Monat für Monat 50 Euro zu wenig?
Das Urteil des Höchstgerichts hatte im August 2011 für einigen Wirbel im Handel gesorgt. Der OGH gab damals der Klage einer Kassierin recht, die von ihrem Arbeitgeber in der falschen Verwendungsgruppe eingestuft wurde und deshalb zu wenig Geld bekam. Zahlreiche Ketten, darunter Lutz, Kika, bauMax und Zielpunkt, reagierten auf das Urteil und stuften ihre Mitarbeiter - in vielen Fällen jedoch erst nach zähen Verhandlungen mit der Gewerkschaft - schließlich in eine höhere Gehaltsklasse.
Der OGH argumentierte in der Begründung zu seinem Urteil damals mit dem höheren Stress und der größeren Verantwortung, die beim Kassieren in Rechnung zu stellen sei. Laut Gewerkschaft waren bis zu 30.000 Kassierinnen und Kassiere falsch in die niedrigere Beschäftigungsgruppe zwei eingestuft. Das machte demnach Monat für Monat einen Verlust von bis zu 50 Euro brutto aus, die den Betroffenen in der korrekten Verwendungsgruppe drei zugestanden wäre.
Textilkonzern weist Vorwürfe zurück
Im Einzelhandel arbeiten rund 280.000 Menschen, etwa die Hälfte davon nach Schätzung der Gewerkschaft an der Kasse. Das höhere Gehalt steht ihnen aber nur dann zu, wenn sie überwiegend Kassiertätigkeiten ausüben. H&M wiederum lässt die Mitarbeiter an einem 50-Prozent-Anteil von Kassiertätigkeiten haarscharf vorbeischrammen und bezahlt so nur für die Verwendungsgruppe zwei. Dass das eine Umgehung des Kollektivvertrags sei, weist die Firma freilich zurück.

++++++++++

> Aufgabenstellung
Kopieren Sie den Textauszug über die Einstufung von Kassierinnen und Kassieren im Handel vollständig und wortgetreu.

++++++++++

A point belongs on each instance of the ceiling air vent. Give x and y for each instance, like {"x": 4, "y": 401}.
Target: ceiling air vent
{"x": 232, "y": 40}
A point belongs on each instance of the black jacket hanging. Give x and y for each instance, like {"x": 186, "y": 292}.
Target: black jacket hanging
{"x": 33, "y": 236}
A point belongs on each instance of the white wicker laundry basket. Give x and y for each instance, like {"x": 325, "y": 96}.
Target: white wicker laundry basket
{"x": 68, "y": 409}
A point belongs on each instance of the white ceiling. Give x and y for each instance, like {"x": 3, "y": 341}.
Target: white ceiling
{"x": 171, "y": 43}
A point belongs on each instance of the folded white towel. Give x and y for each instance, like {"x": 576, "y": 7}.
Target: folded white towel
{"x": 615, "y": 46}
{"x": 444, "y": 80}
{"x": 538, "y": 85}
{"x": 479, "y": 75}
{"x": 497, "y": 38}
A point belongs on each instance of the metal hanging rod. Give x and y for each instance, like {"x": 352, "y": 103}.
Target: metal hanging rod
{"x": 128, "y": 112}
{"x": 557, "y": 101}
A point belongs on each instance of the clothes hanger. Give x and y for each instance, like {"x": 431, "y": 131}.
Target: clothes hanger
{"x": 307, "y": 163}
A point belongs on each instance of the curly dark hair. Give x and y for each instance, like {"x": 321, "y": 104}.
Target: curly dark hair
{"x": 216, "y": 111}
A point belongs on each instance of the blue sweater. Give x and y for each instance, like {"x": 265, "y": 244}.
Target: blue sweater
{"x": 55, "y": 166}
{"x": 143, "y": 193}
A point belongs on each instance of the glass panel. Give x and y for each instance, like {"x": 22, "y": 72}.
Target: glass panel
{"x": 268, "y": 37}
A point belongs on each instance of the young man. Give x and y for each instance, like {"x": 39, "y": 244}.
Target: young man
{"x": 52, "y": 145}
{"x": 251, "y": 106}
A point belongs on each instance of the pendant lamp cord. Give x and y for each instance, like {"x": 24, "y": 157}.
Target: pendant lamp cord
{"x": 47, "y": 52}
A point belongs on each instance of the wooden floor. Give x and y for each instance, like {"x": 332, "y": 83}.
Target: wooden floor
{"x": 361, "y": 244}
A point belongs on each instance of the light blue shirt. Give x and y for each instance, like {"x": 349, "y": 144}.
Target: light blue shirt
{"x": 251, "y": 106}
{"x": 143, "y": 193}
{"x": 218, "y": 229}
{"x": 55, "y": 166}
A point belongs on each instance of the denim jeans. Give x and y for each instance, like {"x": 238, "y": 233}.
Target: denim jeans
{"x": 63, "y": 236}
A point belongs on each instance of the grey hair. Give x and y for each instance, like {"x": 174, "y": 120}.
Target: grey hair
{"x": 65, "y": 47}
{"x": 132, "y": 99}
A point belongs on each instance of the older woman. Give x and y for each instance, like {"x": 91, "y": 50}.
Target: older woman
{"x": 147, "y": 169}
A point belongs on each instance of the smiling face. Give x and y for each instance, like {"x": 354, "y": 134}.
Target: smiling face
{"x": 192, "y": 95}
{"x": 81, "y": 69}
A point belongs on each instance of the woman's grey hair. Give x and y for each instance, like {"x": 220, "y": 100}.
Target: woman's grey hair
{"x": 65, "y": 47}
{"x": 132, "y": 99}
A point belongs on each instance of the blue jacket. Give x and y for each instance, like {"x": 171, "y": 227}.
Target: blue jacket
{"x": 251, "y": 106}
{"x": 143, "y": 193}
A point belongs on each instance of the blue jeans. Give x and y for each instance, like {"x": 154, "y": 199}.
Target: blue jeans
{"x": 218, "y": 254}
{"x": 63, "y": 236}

++++++++++

> Richtige Antwort
Monat für Monat 50 Euro zu wenig?
Das Urteil des Höchstgerichts hatte im August 2011 für einigen Wirbel im Handel gesorgt. Der OGH gab damals der Klage einer Kassierin recht, die von ihrem Arbeitgeber in der falschen Verwendungsgruppe eingestuft wurde und deshalb zu wenig Geld bekam. Zahlreiche Ketten, darunter Lutz, Kika, bauMax und Zielpunkt, reagierten auf das Urteil und stuften ihre Mitarbeiter - in vielen Fällen jedoch erst nach zähen Verhandlungen mit der Gewerkschaft - schließlich in eine höhere Gehaltsklasse.
Der OGH argumentierte in der Begründung zu seinem Urteil damals mit dem höheren Stress und der größeren Verantwortung, die beim Kassieren in Rechnung zu stellen sei. Laut Gewerkschaft waren bis zu 30.000 Kassierinnen und Kassiere falsch in die niedrigere Beschäftigungsgruppe zwei eingestuft. Das machte demnach Monat für Monat einen Verlust von bis zu 50 Euro brutto aus, die den Betroffenen in der korrekten Verwendungsgruppe drei zugestanden wäre.
Textilkonzern weist Vorwürfe zurück
Im Einzelhandel arbeiten rund 280.000 Menschen, etwa die Hälfte davon nach Schätzung der Gewerkschaft an der Kasse. Das höhere Gehalt steht ihnen aber nur dann zu, wenn sie überwiegend Kassiertätigkeiten ausüben. H&M wiederum lässt die Mitarbeiter an einem 50-Prozent-Anteil von Kassiertätigkeiten haarscharf vorbeischrammen und bezahlt so nur für die Verwendungsgruppe zwei. Dass das eine Umgehung des Kollektivvertrags sei, weist die Firma freilich zurück.